• **Requirement**
Set down each record below precisely, skipping the pictures.

Location annotation dataset excerpts:

• • • • • • •

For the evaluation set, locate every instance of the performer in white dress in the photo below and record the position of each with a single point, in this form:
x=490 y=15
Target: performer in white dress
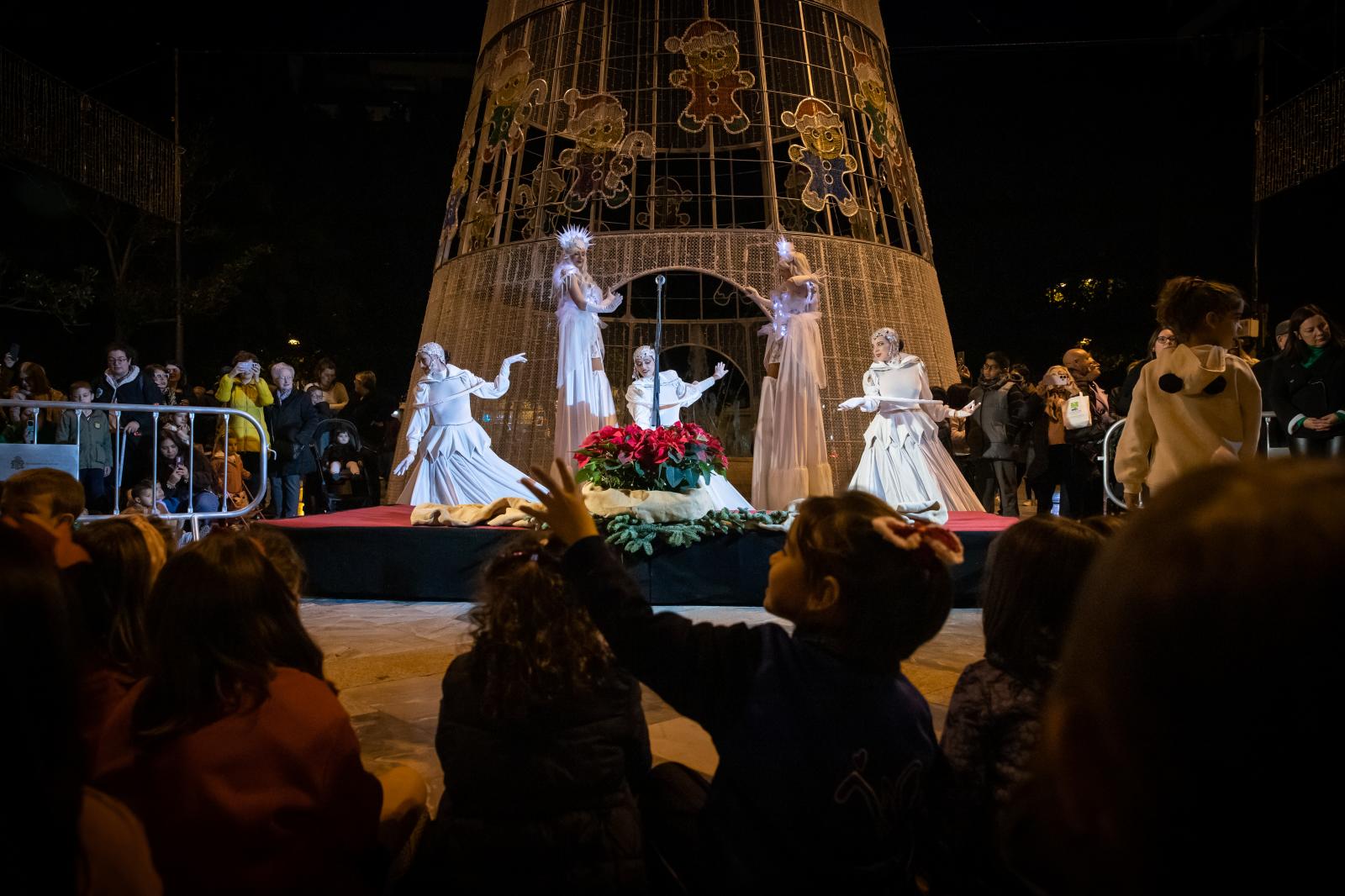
x=450 y=455
x=903 y=461
x=790 y=456
x=676 y=394
x=584 y=401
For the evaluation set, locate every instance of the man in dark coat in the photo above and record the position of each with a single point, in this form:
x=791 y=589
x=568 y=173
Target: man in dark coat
x=291 y=420
x=993 y=434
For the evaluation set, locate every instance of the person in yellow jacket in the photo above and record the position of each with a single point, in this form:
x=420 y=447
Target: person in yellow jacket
x=244 y=389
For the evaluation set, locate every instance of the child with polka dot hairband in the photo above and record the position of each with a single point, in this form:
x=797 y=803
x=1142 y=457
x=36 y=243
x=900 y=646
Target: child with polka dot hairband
x=825 y=747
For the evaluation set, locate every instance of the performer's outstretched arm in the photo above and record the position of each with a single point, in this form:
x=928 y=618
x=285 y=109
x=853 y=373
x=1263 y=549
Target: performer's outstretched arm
x=416 y=428
x=495 y=389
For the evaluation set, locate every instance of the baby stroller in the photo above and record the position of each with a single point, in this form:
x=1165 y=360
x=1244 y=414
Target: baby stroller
x=353 y=485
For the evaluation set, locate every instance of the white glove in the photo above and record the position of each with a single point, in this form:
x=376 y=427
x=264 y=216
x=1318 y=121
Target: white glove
x=970 y=408
x=407 y=463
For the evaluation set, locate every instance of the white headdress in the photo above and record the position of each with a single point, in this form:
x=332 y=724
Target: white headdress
x=573 y=239
x=889 y=336
x=434 y=350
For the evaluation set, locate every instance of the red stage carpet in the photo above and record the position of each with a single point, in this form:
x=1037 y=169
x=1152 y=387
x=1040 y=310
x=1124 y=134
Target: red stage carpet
x=377 y=553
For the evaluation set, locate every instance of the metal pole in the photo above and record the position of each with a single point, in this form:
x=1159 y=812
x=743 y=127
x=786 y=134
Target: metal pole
x=1263 y=316
x=657 y=419
x=177 y=230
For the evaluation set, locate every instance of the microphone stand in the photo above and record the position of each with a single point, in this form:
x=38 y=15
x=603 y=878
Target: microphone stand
x=658 y=347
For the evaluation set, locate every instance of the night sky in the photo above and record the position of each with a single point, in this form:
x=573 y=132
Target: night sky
x=1052 y=145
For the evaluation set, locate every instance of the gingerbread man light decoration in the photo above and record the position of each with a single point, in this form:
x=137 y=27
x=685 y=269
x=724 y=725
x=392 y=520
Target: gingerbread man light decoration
x=481 y=219
x=824 y=155
x=604 y=152
x=880 y=114
x=513 y=98
x=456 y=192
x=712 y=53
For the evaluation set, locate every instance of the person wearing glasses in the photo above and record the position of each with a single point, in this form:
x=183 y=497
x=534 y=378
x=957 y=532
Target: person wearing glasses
x=1121 y=397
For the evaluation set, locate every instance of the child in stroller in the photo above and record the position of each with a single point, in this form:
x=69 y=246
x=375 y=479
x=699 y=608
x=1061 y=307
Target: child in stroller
x=343 y=467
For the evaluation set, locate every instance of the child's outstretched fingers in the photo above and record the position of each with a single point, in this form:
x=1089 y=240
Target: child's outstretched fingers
x=562 y=503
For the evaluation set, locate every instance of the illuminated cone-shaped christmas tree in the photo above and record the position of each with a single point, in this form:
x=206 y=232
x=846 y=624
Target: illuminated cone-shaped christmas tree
x=688 y=136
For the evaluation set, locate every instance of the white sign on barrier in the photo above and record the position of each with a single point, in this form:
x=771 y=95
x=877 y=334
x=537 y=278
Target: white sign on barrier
x=26 y=456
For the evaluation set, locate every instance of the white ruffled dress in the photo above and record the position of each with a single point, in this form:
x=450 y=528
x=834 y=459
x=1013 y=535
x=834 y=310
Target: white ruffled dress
x=905 y=463
x=790 y=452
x=584 y=401
x=676 y=394
x=454 y=459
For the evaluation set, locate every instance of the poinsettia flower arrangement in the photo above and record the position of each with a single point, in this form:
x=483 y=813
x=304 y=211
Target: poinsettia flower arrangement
x=666 y=459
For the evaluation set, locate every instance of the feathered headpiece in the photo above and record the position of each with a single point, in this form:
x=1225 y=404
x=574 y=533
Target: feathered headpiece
x=573 y=239
x=888 y=335
x=434 y=350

• • • • • • •

• **Written reply**
For the evaluation set, locate every instance of the performer in white dress in the photo below and record the position of each with a single point, in this form:
x=490 y=15
Target: performer in white dress
x=450 y=455
x=903 y=461
x=790 y=456
x=676 y=394
x=584 y=401
For the evaluation set, locate every instance of the man in dark coat in the photo above and record the position of each with a single point, in this form:
x=791 y=589
x=568 y=173
Target: man in dark coat
x=291 y=420
x=993 y=434
For the evaluation set, locate every instance of the person in yellow jacket in the photo above and record the position of each with a single point, in this form:
x=420 y=447
Target: person in yellow jacket
x=244 y=389
For the evaluation set, locate every instance of the child with polka dot hairband in the photo above and record the position of each with a single point, in this form:
x=797 y=803
x=1142 y=457
x=36 y=243
x=900 y=646
Target: child with polka dot hairband
x=825 y=747
For the evaluation set, locate every instance of the performer's outstretched arm in the photo above and record the position of each with a single point, in this form:
x=928 y=618
x=285 y=109
x=853 y=373
x=1263 y=549
Target: performer's outstretched arm
x=416 y=428
x=495 y=389
For the evaluation set, locate every instance of the baby stroller in the photo above and record the position of each with a single point, in this form:
x=1165 y=360
x=1244 y=414
Target: baby stroller
x=353 y=485
For the evaluation set, locate every instance of the white glove in the photo above and record the position of each with a single point, in this form:
x=376 y=427
x=264 y=216
x=1318 y=121
Target: white glove
x=970 y=408
x=407 y=463
For the evaluation set, locate every instance of the white headdress in the photo above and record the position of each with a single point, in this form:
x=332 y=724
Target: white headdress
x=573 y=239
x=889 y=336
x=434 y=350
For the evaluation set, locate every instance of the red stage carpet in the photo above and record the position of each with a single point, in this form:
x=1037 y=169
x=1152 y=387
x=1040 y=310
x=1124 y=134
Target: red stage carpet
x=377 y=553
For the evaluation set, locate every instance of the metal pole in the photo above and record the position of each with a single point, in this form:
x=1159 y=812
x=743 y=127
x=786 y=134
Target: metal pole
x=1263 y=316
x=657 y=419
x=177 y=230
For the evaluation set, locate every instance of the microphone stand in the photo above and record the position of each with a single point, in this form:
x=38 y=15
x=603 y=878
Target: microphone stand
x=658 y=347
For the evaluation set, locate every instance of the night sky in the photo above and record the position of each with a single point, in this form:
x=573 y=132
Target: night sky
x=1052 y=145
For the evaluation set, locate every instance of the gingerbread man light decoration in the photo above and record the position of each with a single point, in this form:
x=137 y=27
x=685 y=269
x=724 y=725
x=392 y=520
Target: gingerbread man light decoration
x=481 y=219
x=824 y=155
x=604 y=152
x=880 y=114
x=513 y=98
x=456 y=192
x=712 y=53
For the evaluation set, locate every instance of the person wearing glasses in the photo above and record the position of each with a single point, in this form:
x=183 y=497
x=534 y=378
x=957 y=532
Target: person wearing glasses
x=1121 y=397
For the evaluation set, locate every instance of the child in stroller in the photo above and record the position of each with a single point, in this form:
x=69 y=246
x=375 y=479
x=699 y=608
x=1061 y=307
Target: child in stroller
x=343 y=467
For the evaluation set, locate every instance of the child's outstretched fingers in the photo above and record the position of each with a single point, in this form:
x=1089 y=240
Target: child's outstretched fingers
x=562 y=503
For the evaluation set, locate every instance of the illuminated cone-shaped christmas tree in the photo above and record the position of each with a single point, in this form:
x=206 y=232
x=846 y=624
Target: illuminated cone-shaped christmas tree
x=688 y=136
For the evaluation set, locate every instance of the white sign on barrier in the photo above and record the position of each with a single point, in this form:
x=771 y=95
x=877 y=334
x=537 y=278
Target: white sign on barrier
x=26 y=456
For the evaluation set, locate every instance of the white ruffled dress in the photo above and record the position of each with a single point, in this form:
x=450 y=528
x=834 y=459
x=1013 y=535
x=834 y=310
Target: white ruffled dress
x=905 y=463
x=790 y=452
x=584 y=401
x=676 y=394
x=454 y=459
For the evaluation set, locate every instance of the poinsettia flower arrangement in the photo above and record the position of each with a single point, in this form:
x=483 y=813
x=304 y=211
Target: poinsettia flower arrangement
x=666 y=459
For the evaluation set, locate every instance of the feathered headpiece in the photo above and record the position of each with a single point, in this form:
x=1225 y=404
x=574 y=533
Target: feathered headpiece
x=573 y=239
x=888 y=335
x=434 y=350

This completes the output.